こんにちは。Pacallaという馬のWEBメディアで「Pacalla馬図鑑」 など連載をしている一介のライターです。

先日、英チャールズ国王の戴冠式がロンドンのウエストミンスター寺院で行われました。ニュース映像などを見た方は、馬たちの活躍も目についたのではないでしょうか。なんと200頭を超える馬たちが式典のために頑張ったのだそう...!!

ライブ中継を見たり、現地のニュースをざっと調べたり、家にあった本を確認したレベルなので、正確さに少々欠けるかもしれませんが、私が把握できた範囲で今回の戴冠式で活躍していた馬たちをまとめてみました。

国王たちを乗せた馬車を引く8頭の白い馬

チャールズ国王とカミラ王妃は、故エリザベス女王の即位60年を記念して作られた馬車「ダイヤモンド・ジュビリー・ステート・コーチ」に乗って、バッキンガム宮殿からウェストミンスター寺院へ向かうパレードを行いました。式典後は、戴冠式で代々使われてきた黄金の馬車「ゴールド・ステート・コーチ」に乗り換えて復路を戻ったそうです。(ちなみに前者の馬車は最新式で快適、後者の馬車は乗り心地が最悪らしい)。

これら8頭立ての馬車を引いた芦毛の馬たちのことを「ウィンザー・グレー」といいます。ウィンザー・グレーというのは品種ではなく、体格や色などを考慮して選抜された彼らのチーム名のようなものです。この芦毛たちはイギリス王室の様々な儀式において、馬車を牽引するために使われています。儀式以外では馬車競技に王室代表として出場したりもしているのだそう。

23.06.30追記)白馬なのになぜホワイトじゃなくてグレーなの?と思う方もいるかもしれませんが、この馬たちはもともと灰色っぽい毛色で、歳を重ねると全体的に白っぽくなるタイプ(それが芦毛)の馬だからです。ちなみに、生まれたときから白い馬は芦毛ではなく白毛といいます。

• [課題の入力]:
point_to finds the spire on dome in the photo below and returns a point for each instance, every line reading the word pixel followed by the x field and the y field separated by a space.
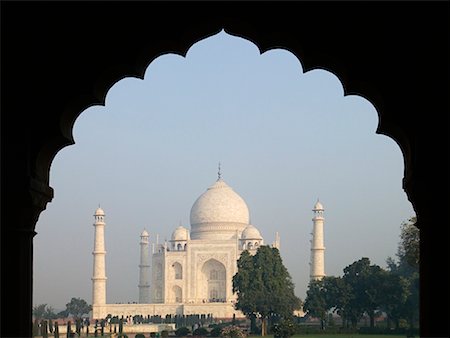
pixel 219 174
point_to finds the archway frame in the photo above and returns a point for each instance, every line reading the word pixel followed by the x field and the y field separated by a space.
pixel 77 72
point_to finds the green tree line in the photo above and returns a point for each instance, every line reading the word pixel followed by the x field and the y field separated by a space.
pixel 368 289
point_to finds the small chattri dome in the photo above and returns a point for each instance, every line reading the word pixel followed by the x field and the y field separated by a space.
pixel 99 212
pixel 180 234
pixel 250 232
pixel 318 206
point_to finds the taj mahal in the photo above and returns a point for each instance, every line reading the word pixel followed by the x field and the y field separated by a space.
pixel 192 272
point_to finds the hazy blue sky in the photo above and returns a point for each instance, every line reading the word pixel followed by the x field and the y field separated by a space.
pixel 284 138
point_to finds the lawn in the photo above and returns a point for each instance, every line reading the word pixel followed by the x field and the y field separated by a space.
pixel 338 335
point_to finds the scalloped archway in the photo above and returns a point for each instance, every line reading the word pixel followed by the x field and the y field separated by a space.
pixel 49 81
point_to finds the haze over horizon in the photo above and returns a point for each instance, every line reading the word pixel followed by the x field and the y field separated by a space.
pixel 284 138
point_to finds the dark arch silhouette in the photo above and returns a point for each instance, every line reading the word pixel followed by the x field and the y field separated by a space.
pixel 58 58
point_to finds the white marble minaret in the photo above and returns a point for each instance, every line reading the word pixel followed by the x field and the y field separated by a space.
pixel 317 264
pixel 99 274
pixel 144 270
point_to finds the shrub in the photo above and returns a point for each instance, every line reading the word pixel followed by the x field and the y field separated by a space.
pixel 216 332
pixel 284 329
pixel 182 332
pixel 233 332
pixel 201 331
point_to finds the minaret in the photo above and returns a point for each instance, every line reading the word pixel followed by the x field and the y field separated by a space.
pixel 99 274
pixel 317 248
pixel 144 270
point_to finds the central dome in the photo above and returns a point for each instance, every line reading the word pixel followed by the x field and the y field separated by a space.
pixel 218 213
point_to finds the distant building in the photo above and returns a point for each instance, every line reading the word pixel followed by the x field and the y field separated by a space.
pixel 192 272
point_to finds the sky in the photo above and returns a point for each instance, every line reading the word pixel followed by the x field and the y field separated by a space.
pixel 284 138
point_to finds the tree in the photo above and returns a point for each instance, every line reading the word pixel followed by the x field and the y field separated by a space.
pixel 407 267
pixel 39 311
pixel 316 303
pixel 77 307
pixel 338 294
pixel 264 286
pixel 365 281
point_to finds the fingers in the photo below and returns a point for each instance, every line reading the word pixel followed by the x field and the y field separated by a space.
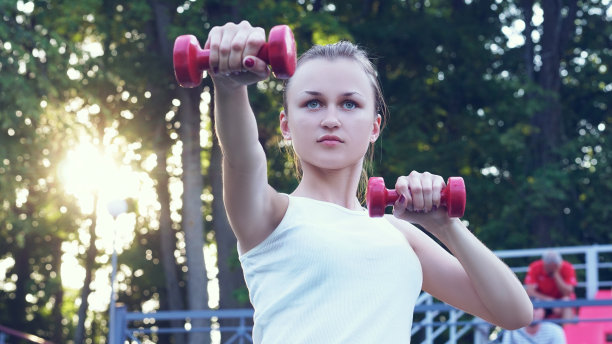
pixel 230 44
pixel 420 192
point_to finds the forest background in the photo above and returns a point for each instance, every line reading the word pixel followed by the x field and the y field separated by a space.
pixel 514 96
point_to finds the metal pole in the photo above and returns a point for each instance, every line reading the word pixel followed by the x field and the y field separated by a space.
pixel 592 272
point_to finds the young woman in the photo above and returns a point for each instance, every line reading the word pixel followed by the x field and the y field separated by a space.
pixel 318 268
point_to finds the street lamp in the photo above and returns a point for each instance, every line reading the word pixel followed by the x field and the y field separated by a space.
pixel 115 208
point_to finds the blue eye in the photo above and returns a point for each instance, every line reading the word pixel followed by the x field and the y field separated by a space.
pixel 349 105
pixel 313 104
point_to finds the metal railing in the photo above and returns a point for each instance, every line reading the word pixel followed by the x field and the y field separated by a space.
pixel 6 333
pixel 434 322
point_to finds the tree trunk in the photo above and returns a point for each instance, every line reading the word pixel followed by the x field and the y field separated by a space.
pixel 58 295
pixel 168 239
pixel 549 121
pixel 193 224
pixel 90 260
pixel 230 276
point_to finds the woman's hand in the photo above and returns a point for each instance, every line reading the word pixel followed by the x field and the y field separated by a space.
pixel 419 200
pixel 233 57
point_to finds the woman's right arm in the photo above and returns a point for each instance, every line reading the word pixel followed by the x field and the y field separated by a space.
pixel 253 207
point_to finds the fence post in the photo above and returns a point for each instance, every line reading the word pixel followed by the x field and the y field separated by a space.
pixel 592 272
pixel 119 324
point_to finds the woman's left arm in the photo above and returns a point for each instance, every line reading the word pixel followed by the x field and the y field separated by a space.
pixel 473 278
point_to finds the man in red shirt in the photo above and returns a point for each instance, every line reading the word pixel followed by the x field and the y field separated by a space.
pixel 552 278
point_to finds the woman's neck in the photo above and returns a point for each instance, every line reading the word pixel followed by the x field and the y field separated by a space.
pixel 334 186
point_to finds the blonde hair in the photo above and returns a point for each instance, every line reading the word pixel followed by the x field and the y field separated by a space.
pixel 345 49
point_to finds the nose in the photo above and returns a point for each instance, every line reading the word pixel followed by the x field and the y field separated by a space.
pixel 330 119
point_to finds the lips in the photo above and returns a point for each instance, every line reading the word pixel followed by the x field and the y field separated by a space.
pixel 329 138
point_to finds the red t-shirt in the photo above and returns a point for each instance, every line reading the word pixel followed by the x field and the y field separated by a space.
pixel 545 283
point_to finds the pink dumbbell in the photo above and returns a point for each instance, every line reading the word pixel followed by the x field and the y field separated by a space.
pixel 190 60
pixel 378 197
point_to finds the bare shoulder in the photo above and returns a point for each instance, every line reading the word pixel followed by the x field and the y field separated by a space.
pixel 417 239
pixel 254 226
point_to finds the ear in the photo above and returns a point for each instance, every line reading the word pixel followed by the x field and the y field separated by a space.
pixel 375 128
pixel 284 124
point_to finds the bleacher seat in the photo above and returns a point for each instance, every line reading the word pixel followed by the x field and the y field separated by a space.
pixel 596 332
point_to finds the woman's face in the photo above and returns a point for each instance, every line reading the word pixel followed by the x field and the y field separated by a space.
pixel 331 115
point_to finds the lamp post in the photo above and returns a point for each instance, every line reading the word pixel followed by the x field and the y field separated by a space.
pixel 115 208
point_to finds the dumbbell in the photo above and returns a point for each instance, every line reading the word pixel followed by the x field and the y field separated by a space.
pixel 378 197
pixel 190 60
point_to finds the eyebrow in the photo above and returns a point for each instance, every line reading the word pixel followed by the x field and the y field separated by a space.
pixel 345 94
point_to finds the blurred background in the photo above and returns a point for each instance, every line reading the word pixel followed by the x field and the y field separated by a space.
pixel 514 96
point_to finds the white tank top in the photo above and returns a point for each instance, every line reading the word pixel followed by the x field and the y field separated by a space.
pixel 328 274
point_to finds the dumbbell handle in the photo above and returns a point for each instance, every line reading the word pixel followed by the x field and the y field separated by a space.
pixel 190 60
pixel 452 197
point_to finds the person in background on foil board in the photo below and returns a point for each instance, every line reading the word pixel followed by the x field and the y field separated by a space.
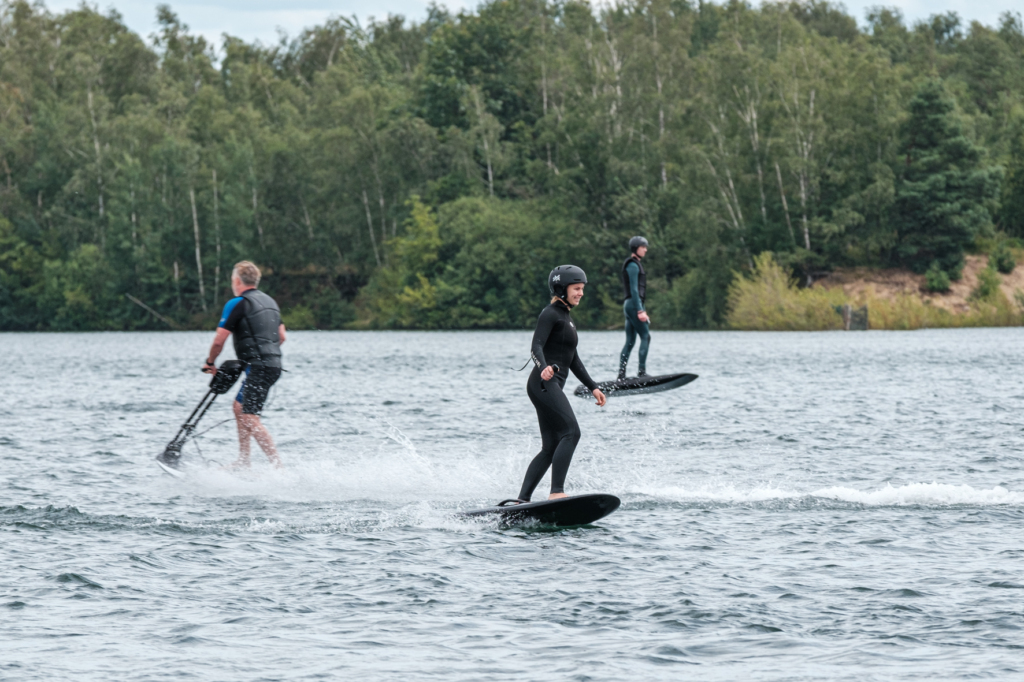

• [課題一覧]:
1 - 本文をもう一度、一字も変えずに全文書き出せ。
2 - 「課題の入力」の行のうち、「point_to finds the young」を含む行から「pixel 313 104」を含む行までだけを、2列のCSVにせよ。列名は query と answer とし、1件につき1行で、その文と答えをそれぞれ引用符で囲んだ1つのフィールドに入れ、改行は空白に置き換えること。

• [演習の結果]:
1 -
こんにちは。Pacallaという馬のWEBメディアで「Pacalla馬図鑑」 など連載をしている一介のライターです。

先日、英チャールズ国王の戴冠式がロンドンのウエストミンスター寺院で行われました。ニュース映像などを見た方は、馬たちの活躍も目についたのではないでしょうか。なんと200頭を超える馬たちが式典のために頑張ったのだそう...!!

ライブ中継を見たり、現地のニュースをざっと調べたり、家にあった本を確認したレベルなので、正確さに少々欠けるかもしれませんが、私が把握できた範囲で今回の戴冠式で活躍していた馬たちをまとめてみました。

国王たちを乗せた馬車を引く8頭の白い馬

チャールズ国王とカミラ王妃は、故エリザベス女王の即位60年を記念して作られた馬車「ダイヤモンド・ジュビリー・ステート・コーチ」に乗って、バッキンガム宮殿からウェストミンスター寺院へ向かうパレードを行いました。式典後は、戴冠式で代々使われてきた黄金の馬車「ゴールド・ステート・コーチ」に乗り換えて復路を戻ったそうです。(ちなみに前者の馬車は最新式で快適、後者の馬車は乗り心地が最悪らしい)。

これら8頭立ての馬車を引いた芦毛の馬たちのことを「ウィンザー・グレー」といいます。ウィンザー・グレーというのは品種ではなく、体格や色などを考慮して選抜された彼らのチーム名のようなものです。この芦毛たちはイギリス王室の様々な儀式において、馬車を牽引するために使われています。儀式以外では馬車競技に王室代表として出場したりもしているのだそう。

23.06.30追記)白馬なのになぜホワイトじゃなくてグレーなの?と思う方もいるかもしれませんが、この馬たちはもともと灰色っぽい毛色で、歳を重ねると全体的に白っぽくなるタイプ(それが芦毛)の馬だからです。ちなみに、生まれたときから白い馬は芦毛ではなく白毛といいます。

2 -
query,answer
"point_to finds the young woman in the photo above and returns a point for each instance, every line reading the word pixel followed by the x field and the y field separated by a space.","pixel 318 268"
"point_to finds the street lamp in the photo above and returns a point for each instance, every line reading the word pixel followed by the x field and the y field separated by a space.","pixel 115 208"
"point_to finds the blue eye in the photo above and returns a point for each instance, every line reading the word pixel followed by the x field and the y field separated by a space.","pixel 349 105 pixel 313 104"